Extrait de page >>
□ □ □ □

• Lettres d'Alger

    Le Publiciste, 15 et 21 prairial an 8

    Lettre sur Alger.

    D'Alger...

    Ne vous attendez pas, mon ami, à recevoir des observations sur le gouvernement de ce pays : ce n'est pas que je n'en aie quelques unes à vous communiquer ; mais je vous dirai, comme Cicéron à Atticus : Mihi quædam occurunt, sed ea coram..... (J’ai bien quelque chose à dire ; mais je le réserve pour le tête-à-tête. )

    Les états d'Alger sont habités par différentes races d'hommes, aussi distinctes par leur figure, leurs mœurs, leur langage, que par leur origine. On y voit des Arabes, sujets du dey, et d'autres qui ne le sont pas. Tous se distinguent des habitants du pays par un langage différent, par une fierté et une rudesse de mœurs extraordinaires, et surtout par un goût extrême d’indépendance. Leurs troupeaux font toutes leurs richesses. Rarement sortent-ils des bois ou descendent-ils des montagnes ; et, lorsqu’ils paraissent dans la plaine, ce n’est jamais qu’en prenant les plus grandes précautions pour se mettre à l’abri de toute surprise. Ils ont un chef particulier, qu’ils appellent sheick, et qui est, à la fois, leur juge, leur docteur et leur général. Cette classe d’arabes devient tous les jours moins nombreuse : la politique des deys s’attache à empêcher leur accroissement, et dans cette vue, on ménage extrêmement les Arabes sujets, afin de leur ôter toute idée de se joindre aux indépendants.

□ □ □ □

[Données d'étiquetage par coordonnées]
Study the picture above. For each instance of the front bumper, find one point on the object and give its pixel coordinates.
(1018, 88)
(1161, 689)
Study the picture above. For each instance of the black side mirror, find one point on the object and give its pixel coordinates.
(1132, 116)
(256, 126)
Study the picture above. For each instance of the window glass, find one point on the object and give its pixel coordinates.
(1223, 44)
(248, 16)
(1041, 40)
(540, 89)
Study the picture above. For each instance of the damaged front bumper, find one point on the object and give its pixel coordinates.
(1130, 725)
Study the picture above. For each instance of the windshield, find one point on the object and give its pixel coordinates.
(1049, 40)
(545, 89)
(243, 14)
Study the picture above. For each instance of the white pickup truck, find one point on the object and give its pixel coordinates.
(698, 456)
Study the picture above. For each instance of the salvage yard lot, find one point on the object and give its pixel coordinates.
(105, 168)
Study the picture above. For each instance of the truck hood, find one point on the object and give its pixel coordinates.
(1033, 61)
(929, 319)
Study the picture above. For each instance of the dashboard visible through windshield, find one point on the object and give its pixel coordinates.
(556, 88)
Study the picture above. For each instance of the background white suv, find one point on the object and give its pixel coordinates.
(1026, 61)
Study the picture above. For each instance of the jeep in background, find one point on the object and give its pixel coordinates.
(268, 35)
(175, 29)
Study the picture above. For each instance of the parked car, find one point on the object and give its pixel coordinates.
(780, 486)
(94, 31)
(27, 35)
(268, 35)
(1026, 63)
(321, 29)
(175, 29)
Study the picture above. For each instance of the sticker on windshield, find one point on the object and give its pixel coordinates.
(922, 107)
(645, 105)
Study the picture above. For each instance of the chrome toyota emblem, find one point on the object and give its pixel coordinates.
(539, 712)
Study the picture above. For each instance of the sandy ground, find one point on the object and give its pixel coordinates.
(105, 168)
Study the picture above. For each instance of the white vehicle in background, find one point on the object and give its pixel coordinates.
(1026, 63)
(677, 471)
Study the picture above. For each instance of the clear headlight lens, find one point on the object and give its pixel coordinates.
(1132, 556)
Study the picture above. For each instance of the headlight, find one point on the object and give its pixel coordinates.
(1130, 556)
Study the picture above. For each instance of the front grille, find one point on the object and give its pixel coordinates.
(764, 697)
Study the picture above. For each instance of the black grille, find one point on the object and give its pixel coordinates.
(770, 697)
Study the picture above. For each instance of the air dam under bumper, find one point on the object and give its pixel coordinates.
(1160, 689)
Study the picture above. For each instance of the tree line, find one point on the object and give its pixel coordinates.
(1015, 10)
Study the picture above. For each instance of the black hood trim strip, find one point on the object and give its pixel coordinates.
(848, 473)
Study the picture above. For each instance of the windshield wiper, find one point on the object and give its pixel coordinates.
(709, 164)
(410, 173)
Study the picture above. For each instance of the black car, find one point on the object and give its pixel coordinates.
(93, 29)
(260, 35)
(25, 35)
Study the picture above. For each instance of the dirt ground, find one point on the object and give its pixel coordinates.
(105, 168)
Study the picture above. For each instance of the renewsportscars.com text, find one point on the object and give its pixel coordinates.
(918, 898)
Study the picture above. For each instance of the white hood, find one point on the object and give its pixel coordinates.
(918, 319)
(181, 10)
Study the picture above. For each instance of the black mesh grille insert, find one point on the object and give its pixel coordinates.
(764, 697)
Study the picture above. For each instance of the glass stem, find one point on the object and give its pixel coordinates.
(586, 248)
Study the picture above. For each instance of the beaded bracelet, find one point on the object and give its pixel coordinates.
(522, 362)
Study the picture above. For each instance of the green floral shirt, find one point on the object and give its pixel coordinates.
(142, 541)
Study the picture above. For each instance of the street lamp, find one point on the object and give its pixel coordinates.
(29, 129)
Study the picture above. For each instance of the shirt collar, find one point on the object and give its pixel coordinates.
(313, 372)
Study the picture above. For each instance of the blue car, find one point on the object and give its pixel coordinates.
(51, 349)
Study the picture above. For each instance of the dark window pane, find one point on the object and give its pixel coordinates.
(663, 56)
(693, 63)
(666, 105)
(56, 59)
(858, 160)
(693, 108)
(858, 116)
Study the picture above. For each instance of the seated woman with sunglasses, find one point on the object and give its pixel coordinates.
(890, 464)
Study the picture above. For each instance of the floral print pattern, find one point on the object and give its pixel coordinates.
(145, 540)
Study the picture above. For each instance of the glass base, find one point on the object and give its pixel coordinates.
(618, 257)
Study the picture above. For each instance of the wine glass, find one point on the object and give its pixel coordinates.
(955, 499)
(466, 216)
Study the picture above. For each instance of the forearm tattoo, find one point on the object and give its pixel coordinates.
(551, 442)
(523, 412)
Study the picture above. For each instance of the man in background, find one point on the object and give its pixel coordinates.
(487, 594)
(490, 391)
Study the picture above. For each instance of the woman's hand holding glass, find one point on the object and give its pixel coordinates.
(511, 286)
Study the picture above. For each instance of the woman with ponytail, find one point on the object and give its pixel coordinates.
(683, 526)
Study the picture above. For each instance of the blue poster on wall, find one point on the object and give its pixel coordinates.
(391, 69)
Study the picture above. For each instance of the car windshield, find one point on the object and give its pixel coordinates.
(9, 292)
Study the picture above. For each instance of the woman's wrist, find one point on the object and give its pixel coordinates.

□ □ □ □

Consigne >> Recopiez à l'identique l'intégralité de l'extrait sur Alger figurant plus haut.

Résultat attendu >>
• Lettres d'Alger

    Le Publiciste, 15 et 21 prairial an 8

    Lettre sur Alger.

    D'Alger...

    Ne vous attendez pas, mon ami, à recevoir des observations sur le gouvernement de ce pays : ce n'est pas que je n'en aie quelques unes à vous communiquer ; mais je vous dirai, comme Cicéron à Atticus : Mihi quædam occurunt, sed ea coram..... (J’ai bien quelque chose à dire ; mais je le réserve pour le tête-à-tête. )

    Les états d'Alger sont habités par différentes races d'hommes, aussi distinctes par leur figure, leurs mœurs, leur langage, que par leur origine. On y voit des Arabes, sujets du dey, et d'autres qui ne le sont pas. Tous se distinguent des habitants du pays par un langage différent, par une fierté et une rudesse de mœurs extraordinaires, et surtout par un goût extrême d’indépendance. Leurs troupeaux font toutes leurs richesses. Rarement sortent-ils des bois ou descendent-ils des montagnes ; et, lorsqu’ils paraissent dans la plaine, ce n’est jamais qu’en prenant les plus grandes précautions pour se mettre à l’abri de toute surprise. Ils ont un chef particulier, qu’ils appellent sheick, et qui est, à la fois, leur juge, leur docteur et leur général. Cette classe d’arabes devient tous les jours moins nombreuse : la politique des deys s’attache à empêcher leur accroissement, et dans cette vue, on ménage extrêmement les Arabes sujets, afin de leur ôter toute idée de se joindre aux indépendants.